SELECTED PASSAGE
*** Block opens ***
It turns out that having a sweet tooth is not just the downfall of many of us humans. According to a new study, a taste for sugar could also be HIV's major weakness and a target for future treatment.
The study, published in PLOS Pathogens, suggests that if the virus is unable to access sugar and other nutrients after invading a cell, it is unable to replicate itself and, therefore, unable to grow and spread.
Researchers from Northwestern Medicine, IL, and Vanderbilt University, TN, were able to utilize an experimental new compound to shut down the sugar and nutrient pipeline in immune cells and starve HIV to death.
"This compound can be the precursor for something that can be used in the future as part of a cocktail to treat HIV that improves on the effective medicines we have today," says Harry Taylor, research assistant professor in medicine at Northwestern University Feinberg School of Medicine.
HIV grows in specific types of immune cells called CD4+ T cells. When these cells are active, responding to pathogens in the blood, their supplies of sugar and other nutrients necessary for growth are increased. The virus purposefully seeks out activated T cells and hijacks their glucose supplies.
*** Block closes ***
DATA PROVIDED
*** Block opens ***
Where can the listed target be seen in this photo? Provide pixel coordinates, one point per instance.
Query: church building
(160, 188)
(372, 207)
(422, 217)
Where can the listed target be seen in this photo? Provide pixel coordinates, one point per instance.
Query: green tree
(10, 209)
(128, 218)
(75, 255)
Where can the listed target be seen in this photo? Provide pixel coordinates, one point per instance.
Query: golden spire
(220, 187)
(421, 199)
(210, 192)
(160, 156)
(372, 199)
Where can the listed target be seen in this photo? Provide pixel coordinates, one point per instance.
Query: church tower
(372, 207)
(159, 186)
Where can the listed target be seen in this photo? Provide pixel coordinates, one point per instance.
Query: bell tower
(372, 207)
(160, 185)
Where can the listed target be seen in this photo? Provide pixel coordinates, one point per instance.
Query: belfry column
*** Block closes ***
*** Block opens ***
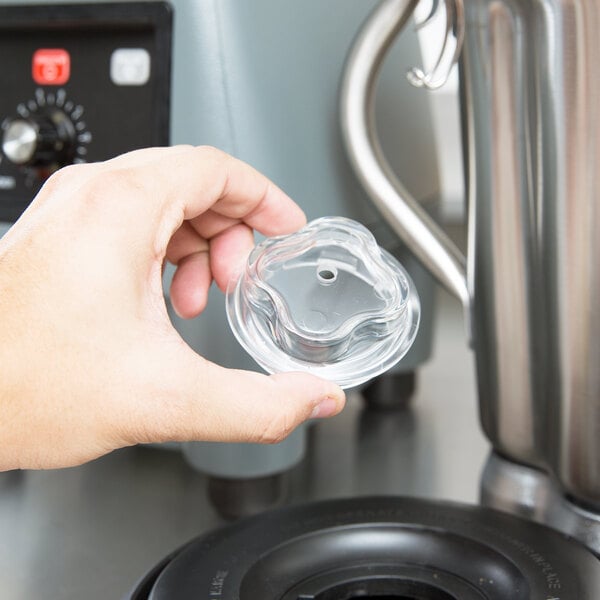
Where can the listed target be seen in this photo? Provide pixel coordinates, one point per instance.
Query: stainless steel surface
*** Block closes ***
EXERCISE TASKS
**1)** According to the HIV and sugar article, which journal published the study?
**2)** Carry on with the HIV and sugar article from its last sentence.
The records come from a separate source, not the HIV and sugar article.

ANSWERS FOR THE EXERCISE
**1)** PLOS Pathogens.

**2)**
The researchers discovered that turning on a cell component called phospholipase D1 (PLD1) signaled for activated T cells to increase their supplies of sugar and the vital nutrients. By blocking this component, the researchers were able to in turn block the sugar pipeline, depriving the invading HIV of the building blocks required for it to grow.
A previous attempt to prevent the virus from stealing immune cells' sugar and nutrients using drugs was carried out in the 1990s, but the drugs led to serious side effects in patients with HIV and sometimes ended up killing healthy cells.
Blocking sugar supplies could also prevent premature organ damage
The new approach appears to not only be safer but has the additional effect of slowing the spread of abnormally activated immune cells. HIV triggers the excess activation and growth of T cells which can lead to inflammation in the body, causing premature organ damage in patients with HIV even when the virus is suppressed by medicine.
"Perhaps this new approach, which slows the growth of the immune cells, could reduce the dangerous inflammation and thwart the life-long persistence of HIV," Prof. Taylor speculates.
Before joining Northwestern University, Prof. Taylor was on the faculty at Vanderbilt, where we knew that researchers had managed to identify a compound that could stop breast cancer cells from spreading by blocking PLD1.
The researchers speculated whether blocking this same cell component in CD4+ T cells would have the same effect in slowing the spread of HIV by blocking the supply of glucose and nutrients. They tested their theory in vitro and, sure enough, HIV was unable to access enough resources to reproduce.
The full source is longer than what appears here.